→ Study questions:
**a.** Reproduce the text on urinary incontinence medicines word for word, from "The medicine you" to "of taking it.".
**b.** In the text on urinary incontinence medicines, which muscarinic receptor antagonist is also available as a cream or skin patch?
**c.** Continue the text on urinary incontinence medicines, starting after its last sentence.

The medicine you are prescribed will depend on your urinary incontinence symptoms. For instance, if you have urinary incontinence only at certain times, such as at night, faster (but shorter) acting tablets may be more suitable for you. Faster acting medications also help to manage incontinence if you need relief in certain situations, such as when travelling. Immediate-release medications generally cause more side-effects compared to the slow-release ones, so this needs to be weighed up against the benefits to you of taking it.

Muscarinic receptor antagonists
This medication treats the urgent need to urinate by blocking nerve signals that cause the bladder to squeeze and empty. This means that sudden, uncontrollable bladder activity happens less often, and the bladder can hold more fluid because it is relaxed. This medication also reduces the number of times you need to go to the toilet each day to urinate.

They can also be used to manage the frequent need to urinate at night, a condition known as nocturia. However, they are not suitable for stress urinary incontinence because stress incontinence is caused by different circumstances.

There are several types of muscarinic receptor antagonists. Most are taken as a tablet. Some are taken once a day and work for 24 hours. Others can be taken multiple times a day and have an immediate, but shorter effect. One type, Oxybutynin, is also available as a cream or skin patch.

Side-effects of these medicines are usually mild, such as dry mouth and eyes, constipation, difficulties urinating, blurred vision, and dizziness. In older people, these medicines may cause reduced memory and also confusion. This may be true for Oxybutynin.

→ Region pointing data:
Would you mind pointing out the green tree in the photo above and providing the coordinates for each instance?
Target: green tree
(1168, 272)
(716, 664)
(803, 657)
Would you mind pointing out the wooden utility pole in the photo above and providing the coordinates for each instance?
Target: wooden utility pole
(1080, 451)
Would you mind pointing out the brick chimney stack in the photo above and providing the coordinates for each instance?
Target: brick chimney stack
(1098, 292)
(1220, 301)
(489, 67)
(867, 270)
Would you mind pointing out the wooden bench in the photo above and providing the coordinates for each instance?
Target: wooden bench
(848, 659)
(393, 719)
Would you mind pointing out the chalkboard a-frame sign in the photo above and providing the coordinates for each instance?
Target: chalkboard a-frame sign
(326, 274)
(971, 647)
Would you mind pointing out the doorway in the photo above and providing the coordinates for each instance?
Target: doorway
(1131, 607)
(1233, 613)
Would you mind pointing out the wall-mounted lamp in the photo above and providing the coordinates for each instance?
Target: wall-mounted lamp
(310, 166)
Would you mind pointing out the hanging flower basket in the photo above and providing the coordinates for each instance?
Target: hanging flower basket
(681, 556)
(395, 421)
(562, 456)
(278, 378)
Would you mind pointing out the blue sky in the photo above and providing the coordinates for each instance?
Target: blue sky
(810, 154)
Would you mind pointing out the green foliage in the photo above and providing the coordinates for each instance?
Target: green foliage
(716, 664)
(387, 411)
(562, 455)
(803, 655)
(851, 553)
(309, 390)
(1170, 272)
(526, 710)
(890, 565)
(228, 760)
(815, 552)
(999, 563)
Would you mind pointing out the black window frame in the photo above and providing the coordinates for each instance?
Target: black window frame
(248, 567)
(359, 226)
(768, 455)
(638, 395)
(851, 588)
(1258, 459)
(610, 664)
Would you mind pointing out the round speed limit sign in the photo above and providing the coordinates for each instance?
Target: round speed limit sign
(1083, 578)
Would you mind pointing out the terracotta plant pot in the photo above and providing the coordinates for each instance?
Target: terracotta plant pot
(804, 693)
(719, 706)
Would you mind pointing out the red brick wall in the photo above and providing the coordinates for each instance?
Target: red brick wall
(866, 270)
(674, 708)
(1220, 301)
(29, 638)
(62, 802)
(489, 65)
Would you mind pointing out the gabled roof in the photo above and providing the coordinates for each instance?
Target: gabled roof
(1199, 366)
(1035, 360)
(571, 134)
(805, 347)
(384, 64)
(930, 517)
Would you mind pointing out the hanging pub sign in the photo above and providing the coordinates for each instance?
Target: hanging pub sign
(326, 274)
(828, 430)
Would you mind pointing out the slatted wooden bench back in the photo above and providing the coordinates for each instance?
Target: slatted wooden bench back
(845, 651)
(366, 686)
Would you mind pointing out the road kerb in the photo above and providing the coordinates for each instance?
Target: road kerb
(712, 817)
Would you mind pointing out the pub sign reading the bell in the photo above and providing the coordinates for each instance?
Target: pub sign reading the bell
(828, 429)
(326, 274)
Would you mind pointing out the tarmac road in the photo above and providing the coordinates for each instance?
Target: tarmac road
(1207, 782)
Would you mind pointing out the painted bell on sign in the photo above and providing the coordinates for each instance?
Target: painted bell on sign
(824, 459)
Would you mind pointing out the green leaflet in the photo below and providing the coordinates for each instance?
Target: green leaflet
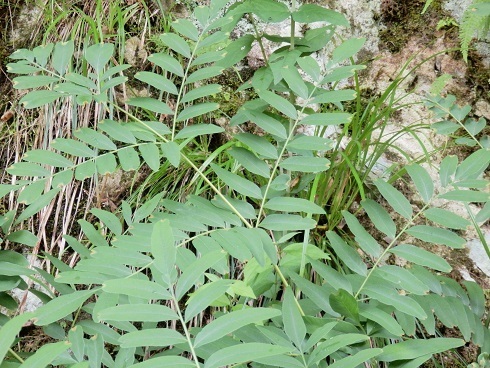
(202, 91)
(310, 13)
(95, 139)
(186, 28)
(165, 361)
(412, 349)
(285, 222)
(9, 332)
(345, 304)
(279, 103)
(151, 337)
(163, 250)
(422, 181)
(36, 99)
(294, 326)
(333, 344)
(196, 110)
(196, 130)
(168, 63)
(195, 270)
(238, 183)
(176, 43)
(138, 312)
(380, 218)
(151, 104)
(243, 353)
(250, 162)
(231, 322)
(99, 55)
(446, 218)
(62, 54)
(305, 164)
(46, 354)
(348, 255)
(437, 235)
(204, 296)
(395, 199)
(138, 288)
(421, 257)
(382, 318)
(292, 204)
(33, 81)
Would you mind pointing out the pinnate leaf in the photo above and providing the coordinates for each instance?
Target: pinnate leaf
(61, 306)
(231, 322)
(395, 199)
(151, 337)
(411, 349)
(421, 257)
(238, 183)
(176, 43)
(422, 180)
(436, 235)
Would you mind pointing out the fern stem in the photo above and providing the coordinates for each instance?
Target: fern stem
(392, 243)
(184, 327)
(286, 284)
(194, 167)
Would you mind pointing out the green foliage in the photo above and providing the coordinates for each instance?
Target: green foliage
(150, 278)
(476, 18)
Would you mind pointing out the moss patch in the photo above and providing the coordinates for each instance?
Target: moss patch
(403, 19)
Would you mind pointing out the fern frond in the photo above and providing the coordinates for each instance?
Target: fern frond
(471, 22)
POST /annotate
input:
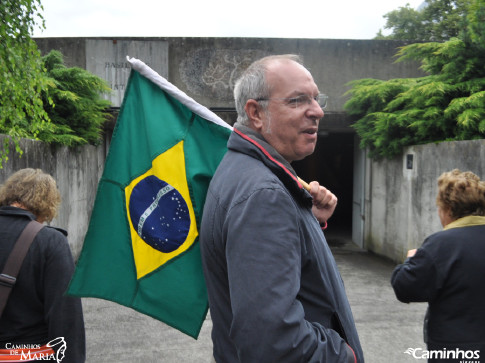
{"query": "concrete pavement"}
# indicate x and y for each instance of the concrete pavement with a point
(386, 327)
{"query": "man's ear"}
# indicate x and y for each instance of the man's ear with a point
(255, 114)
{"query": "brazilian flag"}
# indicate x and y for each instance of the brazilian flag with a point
(141, 249)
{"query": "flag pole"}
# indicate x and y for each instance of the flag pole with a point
(304, 183)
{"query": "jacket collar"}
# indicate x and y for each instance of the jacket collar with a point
(467, 221)
(14, 211)
(246, 140)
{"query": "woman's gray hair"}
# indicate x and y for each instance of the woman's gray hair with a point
(252, 84)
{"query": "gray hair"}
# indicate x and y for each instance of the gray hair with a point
(252, 84)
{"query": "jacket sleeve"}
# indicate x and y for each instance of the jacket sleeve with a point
(63, 313)
(416, 280)
(263, 254)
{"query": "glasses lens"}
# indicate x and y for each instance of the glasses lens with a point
(322, 100)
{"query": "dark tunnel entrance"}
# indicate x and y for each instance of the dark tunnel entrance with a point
(332, 165)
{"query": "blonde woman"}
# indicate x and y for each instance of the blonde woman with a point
(448, 272)
(37, 311)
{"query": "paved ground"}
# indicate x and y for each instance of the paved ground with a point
(386, 327)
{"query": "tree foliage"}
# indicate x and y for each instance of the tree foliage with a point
(447, 104)
(40, 98)
(22, 77)
(78, 111)
(437, 20)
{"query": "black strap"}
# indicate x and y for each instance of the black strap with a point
(8, 277)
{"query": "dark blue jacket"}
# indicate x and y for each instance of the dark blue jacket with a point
(275, 292)
(448, 272)
(37, 310)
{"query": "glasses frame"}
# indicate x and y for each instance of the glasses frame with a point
(321, 99)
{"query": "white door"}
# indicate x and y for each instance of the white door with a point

→ Responses:
**a.**
The medicine you are prescribed will depend on your urinary incontinence symptoms. For instance, if you have urinary incontinence only at certain times, such as at night, faster (but shorter) acting tablets may be more suitable for you. Faster acting medications also help to manage incontinence if you need relief in certain situations, such as when travelling. Immediate-release medications generally cause more side-effects compared to the slow-release ones, so this needs to be weighed up against the benefits to you of taking it.

**b.** Oxybutynin

**c.**
If you have certain types of glaucoma (closed-angle) or significant urinary retention, you will not be offered muscarinic receptor antagonist medications.

This is a type of medicine called a Beta-3 receptor agonist. These medicines relax the bladder muscle, helping to increase the amount of fluid the bladder can hold and to reduce the urgent need to urinate.

The immediate side-effects of Mirabegron are usually mild, such as nausea (feeling sick), constipation, diarrhoea, headache and feeling dizzy. They may improve once your body has got used to the medication. The long-term effects of the medication are currently unclear, but what is known is that you cannot take Mirabegron if you have high blood pressure that is not under control with medication.

This is a hormone in women that plays an important role in being able to hold urine until going to the toilet. Oestrogen is known to improve blood flow and increase nerve function. It also helps maintain the strength and flexibility of tissues in the urethra and vagina.

As women age, they naturally produce less oestrogen. This may affect the bladder and urethra in a way that can contribute to problems with bladder control. Oestrogen therapy may be recommended if you suffer from urinary incontinence and have already gone through menopause. The treatment comes in the form of a vaginal cream, an oestrogen-releasing device (called a vaginal ring) inserted into the vagina, or an oestrogen-releasing tablet inserted into the vagina.

There is no evidence that vaginal oestrogen therapy cures stress incontinence, but it may improve or even cure urge incontinence.

Oestrogen can also be used in combination with other medications to treat urinary incontinence. When vaginal cream is used correctly, it usually doesn’t cause side-effects. The ideal length of time that vaginal oestrogen therapy should be given for is currently unknown and the long-term side-effects are still being researched.

Oestrogen-releasing vaginal ring

Oestrogen-releasing tablet

This is used to improve, rather than cure, moderate to severe stress incontinence, however, it is not a standard treatment for stress incontinence in most countries in Europe.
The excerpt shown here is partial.